Task instructions = Please echo the lines below word for word, leaving out the pictures.

Coordinate labeling lines:

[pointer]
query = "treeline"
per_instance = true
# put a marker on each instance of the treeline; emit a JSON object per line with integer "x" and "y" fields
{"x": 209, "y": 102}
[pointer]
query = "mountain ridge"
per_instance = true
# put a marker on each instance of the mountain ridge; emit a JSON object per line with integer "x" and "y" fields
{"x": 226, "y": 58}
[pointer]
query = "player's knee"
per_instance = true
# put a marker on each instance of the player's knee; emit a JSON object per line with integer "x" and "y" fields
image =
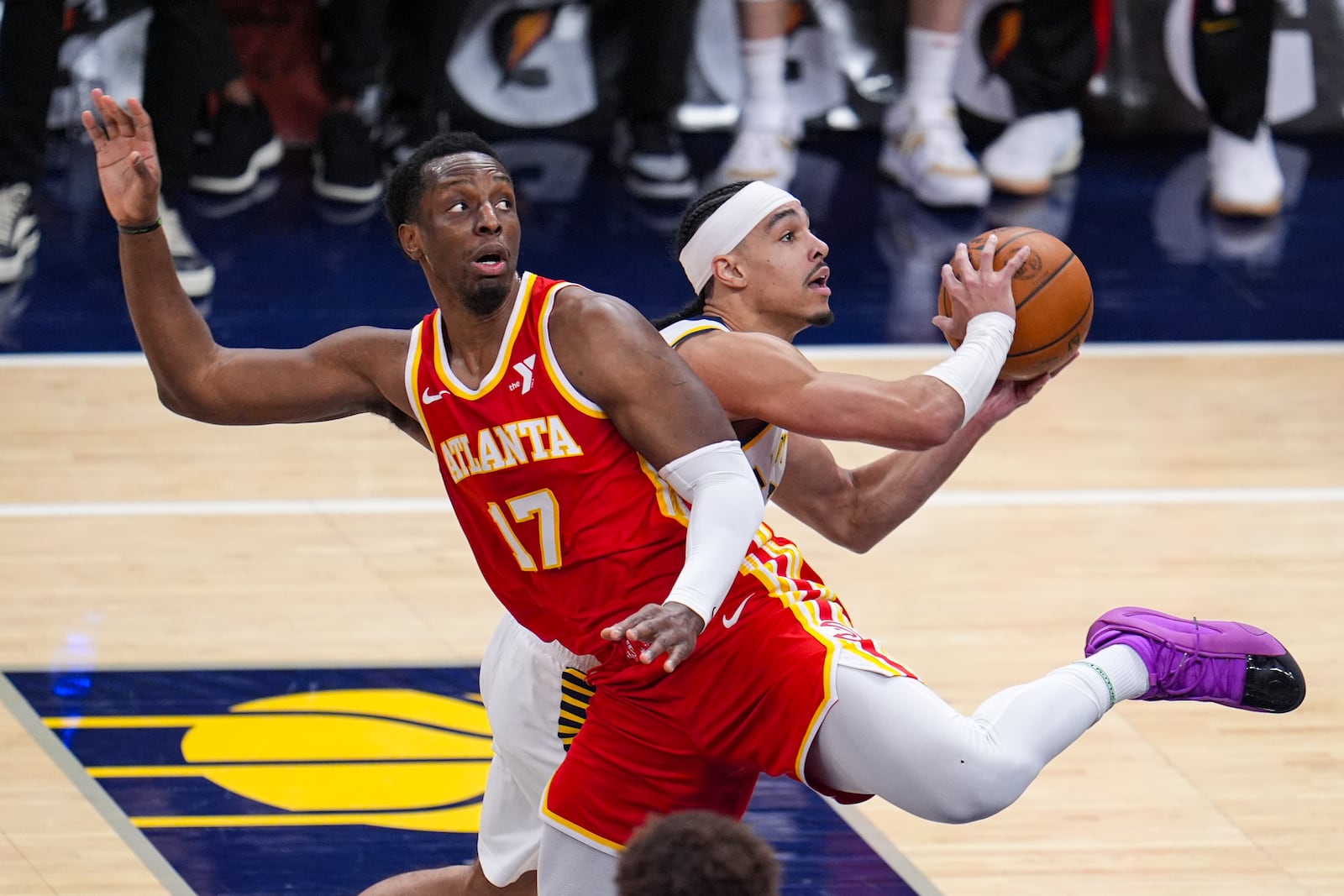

Solution for this exercise =
[pointer]
query = "treeline"
per_instance = true
# put a marker on each instance of the treeline; emit a JSON object per line with integer "x" and "y" fields
{"x": 209, "y": 102}
[pointer]
query = "mountain ridge"
per_instance = true
# put a marker on each instance of the mountain ridge; emit a JSON object per line with integer "x" and "y" fields
{"x": 226, "y": 58}
[pointer]
query = "player's knee"
per_instance = true
# put a marker on each instance of the player's knee; emit a JSON object per line with integer "x" and "y" fields
image =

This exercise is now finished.